# YOUR GOAL
Set down the data below without change, skipping the pictures it holds.

===== EXTRACTED ENTRIES =====

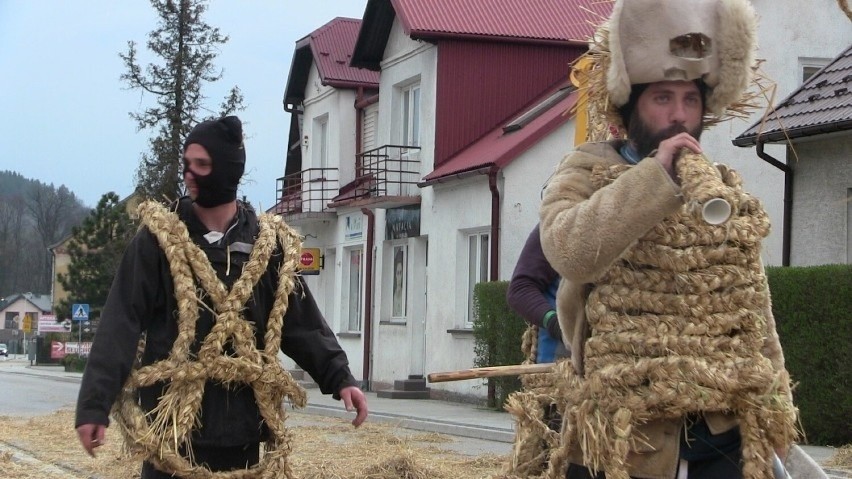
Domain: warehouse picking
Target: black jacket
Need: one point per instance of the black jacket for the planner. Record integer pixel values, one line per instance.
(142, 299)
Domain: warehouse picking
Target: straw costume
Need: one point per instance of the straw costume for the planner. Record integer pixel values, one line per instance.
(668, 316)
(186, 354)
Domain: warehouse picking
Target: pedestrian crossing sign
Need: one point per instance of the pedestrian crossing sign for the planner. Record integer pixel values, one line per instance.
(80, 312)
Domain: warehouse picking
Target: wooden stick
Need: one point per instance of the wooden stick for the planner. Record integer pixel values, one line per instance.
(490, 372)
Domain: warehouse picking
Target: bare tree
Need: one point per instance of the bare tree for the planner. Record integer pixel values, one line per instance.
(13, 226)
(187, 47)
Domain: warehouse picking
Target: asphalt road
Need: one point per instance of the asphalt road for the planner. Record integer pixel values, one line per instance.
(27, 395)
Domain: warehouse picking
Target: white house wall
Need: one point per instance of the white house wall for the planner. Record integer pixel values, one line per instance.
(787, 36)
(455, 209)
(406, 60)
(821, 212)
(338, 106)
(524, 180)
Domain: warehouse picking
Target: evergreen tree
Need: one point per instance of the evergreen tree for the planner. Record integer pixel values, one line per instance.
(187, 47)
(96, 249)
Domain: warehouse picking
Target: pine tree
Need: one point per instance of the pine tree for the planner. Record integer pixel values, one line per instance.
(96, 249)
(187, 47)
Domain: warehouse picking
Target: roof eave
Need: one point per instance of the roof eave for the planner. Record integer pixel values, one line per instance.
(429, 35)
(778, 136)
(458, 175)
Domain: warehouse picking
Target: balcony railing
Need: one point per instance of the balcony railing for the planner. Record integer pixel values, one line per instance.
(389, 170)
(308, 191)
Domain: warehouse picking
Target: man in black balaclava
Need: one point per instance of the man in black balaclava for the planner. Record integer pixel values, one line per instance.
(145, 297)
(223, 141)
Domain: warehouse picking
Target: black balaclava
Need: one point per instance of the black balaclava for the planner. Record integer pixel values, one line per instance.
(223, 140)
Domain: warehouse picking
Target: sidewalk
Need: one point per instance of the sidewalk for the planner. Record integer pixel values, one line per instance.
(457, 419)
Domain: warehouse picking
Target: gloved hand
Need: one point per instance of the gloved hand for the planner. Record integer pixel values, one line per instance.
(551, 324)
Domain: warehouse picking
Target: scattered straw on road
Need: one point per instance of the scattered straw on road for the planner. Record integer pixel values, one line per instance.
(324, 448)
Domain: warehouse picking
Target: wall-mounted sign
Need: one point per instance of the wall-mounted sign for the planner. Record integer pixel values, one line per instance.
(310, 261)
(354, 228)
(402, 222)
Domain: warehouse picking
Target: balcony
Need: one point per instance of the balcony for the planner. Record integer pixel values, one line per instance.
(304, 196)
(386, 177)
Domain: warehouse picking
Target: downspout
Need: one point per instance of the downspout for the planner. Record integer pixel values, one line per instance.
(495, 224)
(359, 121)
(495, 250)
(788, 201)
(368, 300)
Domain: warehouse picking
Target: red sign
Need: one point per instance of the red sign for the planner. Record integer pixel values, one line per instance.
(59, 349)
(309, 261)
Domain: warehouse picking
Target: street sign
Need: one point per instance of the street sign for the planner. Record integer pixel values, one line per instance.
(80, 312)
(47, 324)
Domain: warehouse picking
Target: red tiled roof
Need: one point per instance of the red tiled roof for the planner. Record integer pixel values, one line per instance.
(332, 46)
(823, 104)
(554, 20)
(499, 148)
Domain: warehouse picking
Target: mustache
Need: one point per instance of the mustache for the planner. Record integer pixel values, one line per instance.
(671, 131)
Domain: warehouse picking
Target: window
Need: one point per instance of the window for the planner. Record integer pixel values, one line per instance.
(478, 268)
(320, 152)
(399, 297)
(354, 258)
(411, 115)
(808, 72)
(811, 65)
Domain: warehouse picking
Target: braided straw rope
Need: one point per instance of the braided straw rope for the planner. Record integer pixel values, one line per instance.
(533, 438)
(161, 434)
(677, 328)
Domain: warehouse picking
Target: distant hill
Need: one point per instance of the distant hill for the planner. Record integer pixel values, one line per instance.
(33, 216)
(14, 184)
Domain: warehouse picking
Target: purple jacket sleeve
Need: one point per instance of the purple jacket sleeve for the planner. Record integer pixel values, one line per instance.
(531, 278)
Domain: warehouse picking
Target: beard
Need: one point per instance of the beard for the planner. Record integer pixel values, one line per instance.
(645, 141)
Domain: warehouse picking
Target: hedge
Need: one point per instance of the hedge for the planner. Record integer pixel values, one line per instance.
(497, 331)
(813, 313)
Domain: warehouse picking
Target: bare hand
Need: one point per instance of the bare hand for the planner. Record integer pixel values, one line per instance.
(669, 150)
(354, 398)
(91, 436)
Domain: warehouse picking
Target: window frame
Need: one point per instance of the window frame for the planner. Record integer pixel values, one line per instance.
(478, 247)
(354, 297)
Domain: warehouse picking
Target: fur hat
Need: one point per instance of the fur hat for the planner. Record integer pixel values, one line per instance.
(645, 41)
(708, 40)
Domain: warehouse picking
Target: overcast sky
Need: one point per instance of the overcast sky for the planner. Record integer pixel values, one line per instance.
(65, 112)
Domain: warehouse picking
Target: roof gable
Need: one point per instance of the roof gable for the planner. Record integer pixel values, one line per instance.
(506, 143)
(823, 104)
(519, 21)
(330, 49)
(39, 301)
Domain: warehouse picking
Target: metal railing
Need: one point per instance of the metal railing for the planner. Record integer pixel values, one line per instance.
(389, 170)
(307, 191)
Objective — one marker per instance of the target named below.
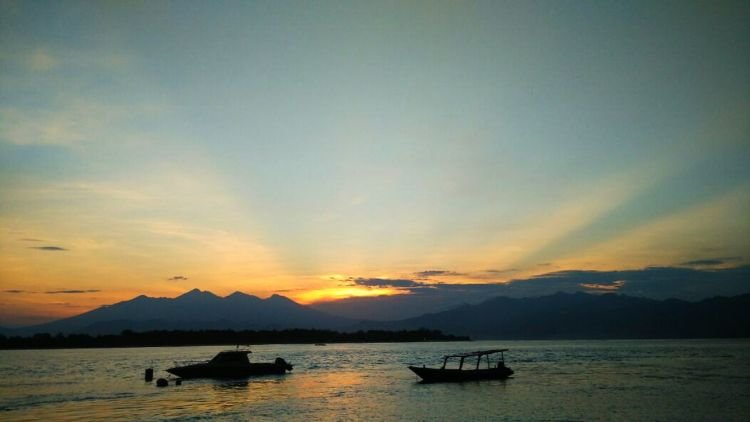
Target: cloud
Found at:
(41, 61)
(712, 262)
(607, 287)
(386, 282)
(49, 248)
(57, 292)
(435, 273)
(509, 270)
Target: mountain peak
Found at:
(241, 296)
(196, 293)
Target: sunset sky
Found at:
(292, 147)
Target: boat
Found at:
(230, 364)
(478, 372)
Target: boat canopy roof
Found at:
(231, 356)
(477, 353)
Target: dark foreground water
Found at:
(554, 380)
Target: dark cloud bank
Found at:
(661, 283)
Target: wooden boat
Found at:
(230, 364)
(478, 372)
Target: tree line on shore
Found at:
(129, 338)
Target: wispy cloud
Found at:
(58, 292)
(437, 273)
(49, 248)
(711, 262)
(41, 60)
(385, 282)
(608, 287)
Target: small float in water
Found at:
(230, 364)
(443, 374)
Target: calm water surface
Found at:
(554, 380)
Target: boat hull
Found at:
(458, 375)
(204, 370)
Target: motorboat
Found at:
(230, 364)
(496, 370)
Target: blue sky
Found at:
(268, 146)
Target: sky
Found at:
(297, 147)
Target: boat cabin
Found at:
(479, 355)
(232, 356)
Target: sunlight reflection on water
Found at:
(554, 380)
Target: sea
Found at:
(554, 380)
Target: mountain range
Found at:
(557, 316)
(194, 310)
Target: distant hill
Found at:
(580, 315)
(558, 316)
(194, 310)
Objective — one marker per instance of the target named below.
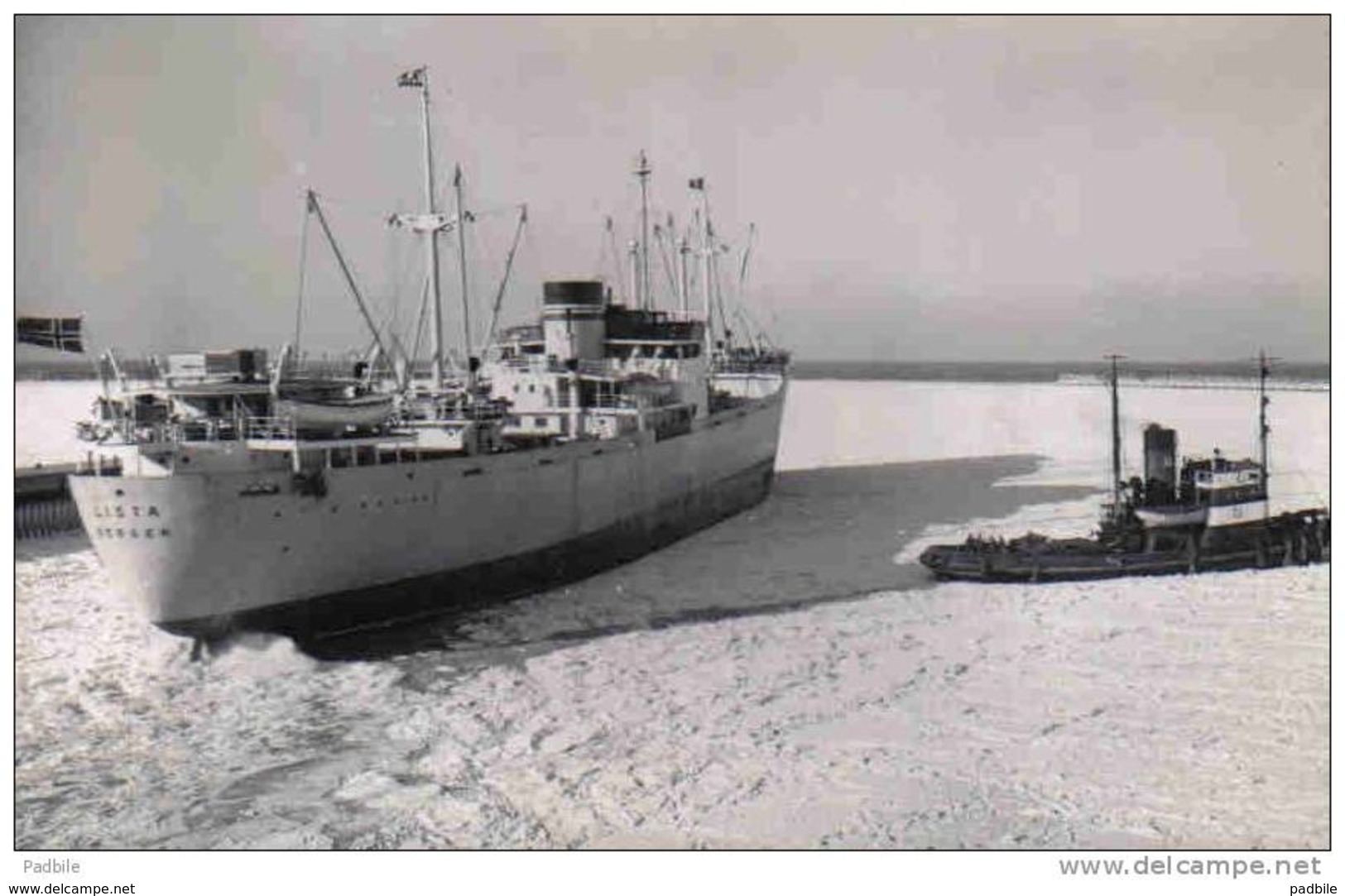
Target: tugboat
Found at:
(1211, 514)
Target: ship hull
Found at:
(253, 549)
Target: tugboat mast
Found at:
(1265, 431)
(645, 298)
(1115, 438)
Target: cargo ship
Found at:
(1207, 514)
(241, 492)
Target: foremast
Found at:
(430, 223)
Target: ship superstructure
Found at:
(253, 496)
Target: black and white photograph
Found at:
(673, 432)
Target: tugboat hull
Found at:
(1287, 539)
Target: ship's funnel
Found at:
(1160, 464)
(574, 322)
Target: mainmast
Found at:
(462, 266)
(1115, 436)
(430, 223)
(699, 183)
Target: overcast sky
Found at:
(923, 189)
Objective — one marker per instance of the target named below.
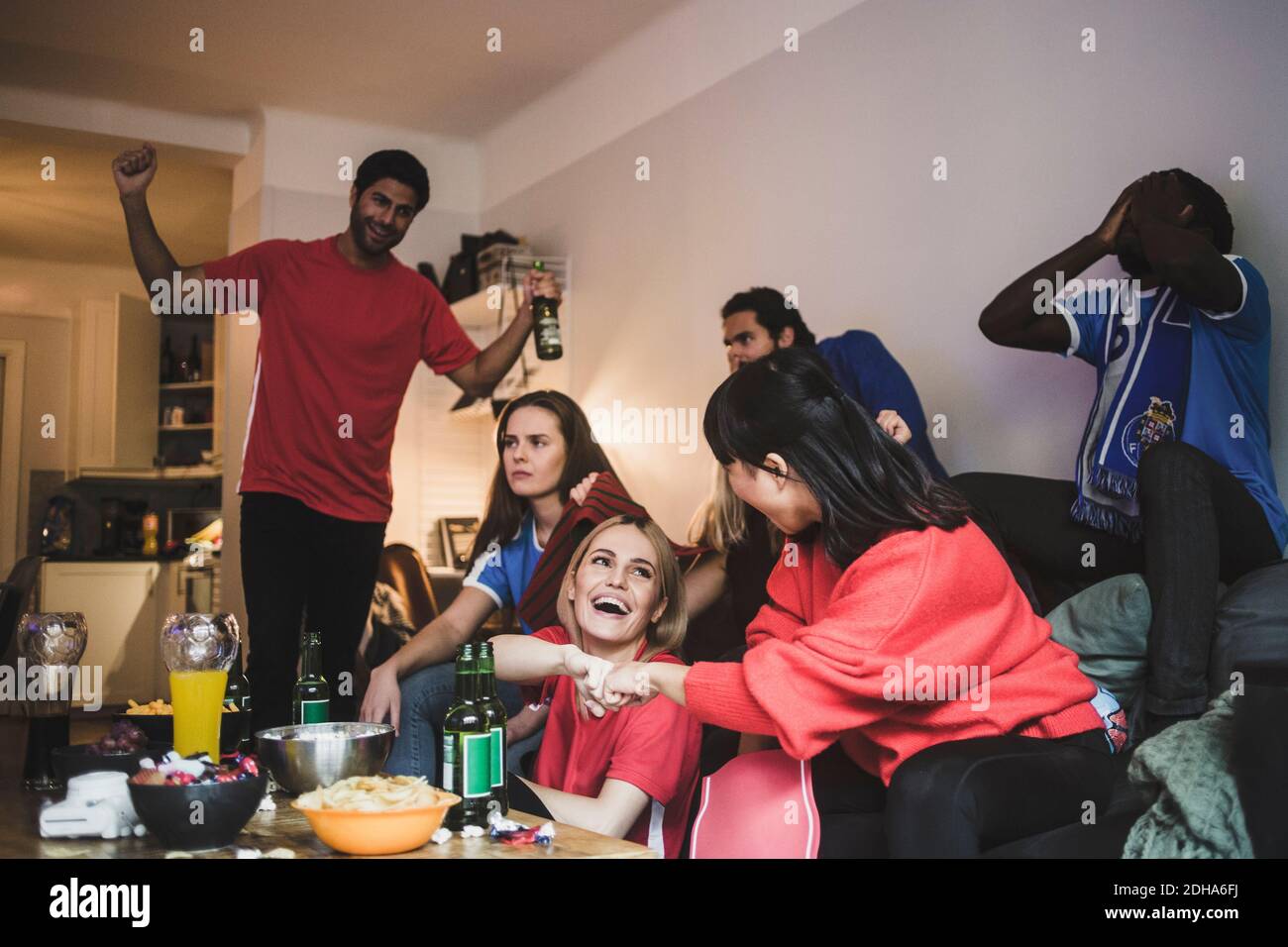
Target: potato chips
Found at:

=====

# RESULT
Domain: warehouse picking
Target: black jacket
Need: one point per instance of the black jacket for the planner. Record integer pixel values, one line per instance.
(142, 299)
Domain: warehouse picking
Target: straw costume
Need: one point per instance of the straw costume for the planner. Record integer pixel values, one line per instance.
(668, 316)
(186, 354)
Domain: warehouse picking
Target: pedestrian crossing sign
Need: one point per instance of the pedestrian crossing sign for the planner. Record integer pixel values, one line per instance.
(80, 312)
Domain: warehouse picking
Target: wooden stick
Need: one point per instance of the wooden stick for the planner. Record integer pixel values, one line per instance.
(490, 372)
Domain: warehouse picking
Target: bare tree
Need: one point per instance of the bare tree for the planner. Record integer pixel values, one line per instance.
(13, 226)
(187, 47)
Domain: warehouse picking
Target: asphalt road
Need: one point per instance of the asphalt road for the planner. Record integer pixel values, one line per instance.
(27, 395)
Domain: warehouse picking
Target: white house wall
Need: one point per instance of the white house wall for the planner. Record integer pixel values, one line per instance.
(787, 36)
(455, 209)
(406, 60)
(821, 212)
(338, 106)
(524, 180)
Domain: warehouse picking
Target: evergreen tree
Need: one point per instance of the evergreen tree for the planner. Record integer pixel values, one line per instance.
(187, 47)
(96, 249)
Domain: warehouse picking
Target: pine tree
Need: one point per instance of the pine tree for the planner. Record integer pixel values, one line per instance.
(96, 249)
(187, 47)
Domain: warehouse picking
Target: roof eave
Need: one point per instance of the roof eave for the planner. Record integer pixel values, one line per instance.
(429, 35)
(778, 136)
(458, 175)
Domain: warehouse picking
Target: balcony railing
Need: one point per instance of the balcony railing for the planner. Record integer pixel values, one line per instance.
(389, 170)
(308, 191)
Domain: warehouse picking
Target: man in black balaclava
Need: one point per instance of the man in black balaclava for the planner. Record integer pixel values, one line per instance.
(145, 297)
(223, 141)
Domain: warehouse picking
Target: black balaclava
Need: one point per instance of the black balaclava for the planner. Record integer pixel values, one line per instance.
(223, 140)
Domain: warehouse picking
Target: sidewalk
Need: one point per instance of the sidewalk for the planner. Record integer pixel values, one line per instance.
(457, 419)
Domain: warehouse picking
Target: gloved hand
Need: one point per instance of the gloved hand for the planner. Record integer pixel values, one line per instance.
(551, 324)
Domain: warehouse picking
Target: scattered straw on road
Need: one point per instance of the scattered straw on road for the planner. Record integer pixel values, one line per instance.
(324, 448)
Domain: warehouse picking
Target: wall-mounted sign
Need: one point per instance of the wall-mounted sign for the planner. Record integer pixel values, one line per instance.
(310, 261)
(354, 228)
(402, 222)
Domain: warehouse picking
Target: balcony
Need: one point per instance of the balcony for the planner. Record integer pixel values, one line per instance.
(304, 196)
(386, 177)
Domain: warehouse picking
Target: downspout
Need: one point per instance of the downspout for the planner. Record integer pixel values, one line per instance.
(495, 224)
(359, 121)
(495, 250)
(788, 201)
(368, 300)
Domain: warehouse picking
Target: red sign
Need: one point per instance of the red sign for the planner. Record integer pixel values, one line per instance.
(59, 349)
(309, 261)
Domain: warehouse picking
Target: street sign
Need: one point per instance of the street sign for the planner. Record integer pixel values, one line per instance.
(80, 312)
(47, 324)
Domain: warehouse picking
Target: red tiled roof
Need: one point per instance of the red tiled roof for the planner. Record integer pixel values, one line per instance.
(332, 46)
(823, 104)
(554, 20)
(499, 148)
Domain: warehouse picking
Target: mustache
Need: one point per instance of the mustache for the planner. Record integer pixel values, one line per instance.
(671, 131)
Domain: warehouse picking
Target: window
Need: one point per instance of the window for the planner. Record integer pixel values, one line per instance.
(478, 268)
(320, 152)
(399, 297)
(354, 258)
(411, 115)
(808, 72)
(811, 65)
Domain: warehouse picking
Target: braided straw rope
Need: one point per instance of the braided straw rope for the planner. Record integer pixel values, one line per instance.
(533, 438)
(161, 434)
(677, 328)
Domain: warehouse picking
Target: distant hill
Need: one point per instance of the distant hill for the planner. Record integer pixel values, one line per instance.
(33, 216)
(14, 184)
Domain: warehouse picking
Target: purple jacket sleeve
Need: one point per instance of the purple jacket sleeve for the planner. Record integer pixel values, one line per instance.
(531, 278)
Domain: warehouse picking
Target: beard
Need: one point per instance of the beard for the planner. Record integer pixel values, one line per instance.
(645, 141)
Domain: warehouse picking
Target: hedge
Need: one point per instance of the hedge for the planner. Record integer pixel values, one line per instance.
(497, 331)
(813, 313)
Domain: warehouse picking
Target: bare hand
Need: one point per instance of the bare hand for the planner. Record integer pixel values, one line per instance.
(669, 150)
(354, 398)
(91, 436)
Domain: warehouse picking
Target: window frame
Need: one point per instance of the window frame for the planner. Record integer pixel values, one line per instance.
(478, 247)
(354, 297)
Domain: warehouse picking
Target: fur hat
Need: one point per instance of the fur hat for the planner. Record integer pixel values, one line per instance.
(645, 41)
(708, 40)
Domain: warehouse picking
Target: overcast sky
Need: one point per instance of the overcast sky for the planner. Record integer pixel values, one line per instance.
(65, 112)
Domain: warehouse picking
Target: roof gable
Need: one point per instance of the roof gable for the planner. Record integer pixel values, one line per instance.
(506, 143)
(823, 104)
(519, 21)
(330, 49)
(39, 301)
Domain: warehouse picking
Target: metal railing
Need: one point per instance of the metal railing for the planner. Record integer pixel values, one line per instance.
(389, 170)
(307, 191)
Objective — one marker per instance of the target named below.
Target: cloud
Found at:
(41, 61)
(712, 262)
(607, 287)
(386, 282)
(49, 248)
(57, 292)
(435, 273)
(509, 270)
Target: mountain peak
Found at:
(241, 296)
(196, 293)
Target: sunset sky
Found at:
(292, 147)
Target: boat
Found at:
(230, 364)
(478, 372)
Target: boat canopy roof
Found at:
(231, 356)
(477, 353)
Target: dark foreground water
Found at:
(554, 380)
Target: dark cloud bank
Found at:
(661, 283)
Target: wooden boat
Found at:
(230, 364)
(478, 372)
Target: tree line on shore
Found at:
(129, 338)
Target: wispy cloud
Found at:
(58, 292)
(437, 273)
(49, 248)
(711, 262)
(41, 60)
(385, 282)
(608, 287)
Target: small float in water
Found at:
(230, 364)
(443, 374)
Target: calm water surface
Found at:
(554, 380)
Target: boat hull
Found at:
(458, 375)
(204, 370)
Target: motorboat
Found at:
(230, 364)
(496, 370)
Target: blue sky
Found at:
(268, 146)
Target: sky
Found at:
(297, 147)
Target: boat cabin
Found at:
(479, 355)
(232, 356)
Target: sunlight reflection on water
Found at:
(554, 380)
Target: sea
Found at:
(554, 380)
Target: mountain range
Found at:
(557, 316)
(194, 310)
Target: distant hill
Found at:
(580, 315)
(558, 316)
(194, 310)
Objective — one marker per instance of the target named below.
Target: tugboat
Found at:
(1211, 514)
Target: ship hull
Found at:
(253, 549)
Target: tugboat mast
Found at:
(1265, 431)
(645, 298)
(1115, 438)
Target: cargo ship
Found at:
(1207, 514)
(241, 492)
Target: foremast
Found at:
(430, 223)
Target: ship superstructure
Found at:
(253, 496)
Target: black and white photograph
Found at:
(673, 432)
Target: tugboat hull
Found at:
(1287, 539)
Target: ship's funnel
Found at:
(1160, 464)
(574, 322)
Target: mainmast
Found at:
(462, 266)
(1115, 436)
(430, 223)
(699, 183)
Target: overcast sky
Found at:
(923, 189)
Objective — one marker per instance of the target named below.
Target: potato chips
Found at:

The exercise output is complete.